Document passage —
Thank you for any suggestions.

Question 21

One thing you can try is to compile one single pattern like "\b(word1|word2|word3)\b".

Because re relies on C code to do the actual matching, the savings can be dramatic.

As @pvg pointed out in the comments, it also benefits from single pass matching.

If your words are not regex, Eric’s answer is faster.

Question 22

TLDR

Use this method (with set lookup) if you want the fastest solution. For a dataset similar to the OP’s, it’s approximately 2000 times faster than the accepted answer.

If you insist on using a regex for lookup, use this trie-based version, which is still 1000 times faster than a regex union.

Theory

If your sentences aren’t humongous strings, it’s probably feasible to process many more than 50 per second.

If you save all the banned words into a set, it will be very fast to check if another word is included in that set.

Pack the logic into a function, give this function as argument to re.sub and you’re done!

Code

import re
with open('/usr/share/dict/american-english') as wordbook:
    banned_words = set(word.strip().lower() for word in wordbook)


def delete_banned_words(matchobj):
    word = matchobj.group(0)
    if word.lower() in banned_words:
        return ""
    else:
        return word

sentences = ["I'm eric. Welcome here!", "Another boring sentence.",
             "GiraffeElephantBoat", "sfgsdg sdwerha aswertwe"] * 250000

word_pattern = re.compile('\w+')

for sentence in sentences:
    sentence = word_pattern.sub(delete_banned_words, sentence)

Converted sentences are:

' .  !
  .
GiraffeElephantBoat
sfgsdg sdwerha aswertwe

Note that:

the search is case-insensitive (thanks to lower())
replacing a word with "" might leave two spaces (as in your code)
With python3, \w+ also matches accented characters (e.g. "ångström").
Any non-word character (tab, space, newline, marks, …) will stay untouched.

Performance

There are a million sentences, banned_words has almost 100000 words and the script runs in less than 7s.

In comparison, Liteye’s answer needed 160s for 10 thousand sentences.

With n being the total amound of words and m the amount of banned words, OP’s and Liteye’s code are O(n*m).

In comparison, my code should run in O(n+m). Considering that there are many more sentences than banned words, the algorithm becomes O(n).

Regex union test

What’s the complexity of a regex search with a '\b(word1|word2|...|wordN)\b' pattern? Is it O(N) or O(1)?

It’s pretty hard to grasp the way the regex engine works, so let’s write a simple test.

Items for identifying locations:
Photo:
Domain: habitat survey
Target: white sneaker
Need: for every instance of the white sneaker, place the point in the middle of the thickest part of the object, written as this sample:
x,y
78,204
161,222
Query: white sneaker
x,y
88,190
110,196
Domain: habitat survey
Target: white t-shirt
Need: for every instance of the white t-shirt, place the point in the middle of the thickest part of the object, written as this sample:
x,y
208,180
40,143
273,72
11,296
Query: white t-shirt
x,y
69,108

* * *

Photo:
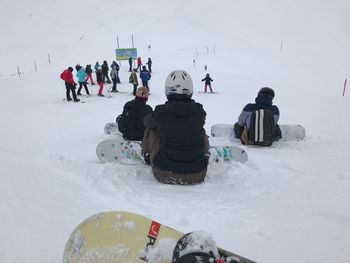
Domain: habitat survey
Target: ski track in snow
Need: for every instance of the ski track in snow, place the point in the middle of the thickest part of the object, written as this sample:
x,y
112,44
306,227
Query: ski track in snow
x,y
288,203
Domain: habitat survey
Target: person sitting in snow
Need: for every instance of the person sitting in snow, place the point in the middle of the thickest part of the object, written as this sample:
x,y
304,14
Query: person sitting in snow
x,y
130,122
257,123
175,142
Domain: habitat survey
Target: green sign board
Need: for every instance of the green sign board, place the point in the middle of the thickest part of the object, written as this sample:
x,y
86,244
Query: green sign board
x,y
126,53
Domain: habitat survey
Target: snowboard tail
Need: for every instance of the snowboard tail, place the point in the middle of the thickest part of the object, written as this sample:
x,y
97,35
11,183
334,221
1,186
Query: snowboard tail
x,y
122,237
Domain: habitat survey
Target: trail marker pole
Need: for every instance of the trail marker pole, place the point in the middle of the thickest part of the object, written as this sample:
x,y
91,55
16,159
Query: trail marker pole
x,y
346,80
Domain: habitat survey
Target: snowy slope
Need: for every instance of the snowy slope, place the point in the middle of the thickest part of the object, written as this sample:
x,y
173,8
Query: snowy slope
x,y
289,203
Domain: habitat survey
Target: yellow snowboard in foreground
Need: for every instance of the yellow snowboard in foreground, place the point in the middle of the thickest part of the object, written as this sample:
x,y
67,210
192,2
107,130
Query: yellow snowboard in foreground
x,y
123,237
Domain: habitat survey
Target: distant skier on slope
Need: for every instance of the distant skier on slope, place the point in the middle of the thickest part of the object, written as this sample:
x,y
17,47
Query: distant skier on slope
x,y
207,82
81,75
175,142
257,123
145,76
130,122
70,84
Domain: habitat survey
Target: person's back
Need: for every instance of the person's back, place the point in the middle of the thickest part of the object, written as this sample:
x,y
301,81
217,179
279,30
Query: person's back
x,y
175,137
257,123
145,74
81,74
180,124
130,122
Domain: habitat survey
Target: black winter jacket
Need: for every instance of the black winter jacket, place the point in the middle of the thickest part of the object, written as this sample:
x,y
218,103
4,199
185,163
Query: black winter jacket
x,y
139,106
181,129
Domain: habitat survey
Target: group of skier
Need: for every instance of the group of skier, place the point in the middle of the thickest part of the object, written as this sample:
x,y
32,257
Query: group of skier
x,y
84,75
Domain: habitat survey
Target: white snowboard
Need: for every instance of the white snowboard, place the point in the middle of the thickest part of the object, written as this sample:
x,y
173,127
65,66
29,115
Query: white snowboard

Written problem — In the forum thread about fast word removal with regex, list each string placed in the `sentences` list in the code.

Solution for this task —
- "I'm eric. Welcome here!"
- "Another boring sentence."
- "GiraffeElephantBoat"
- "sfgsdg sdwerha aswertwe"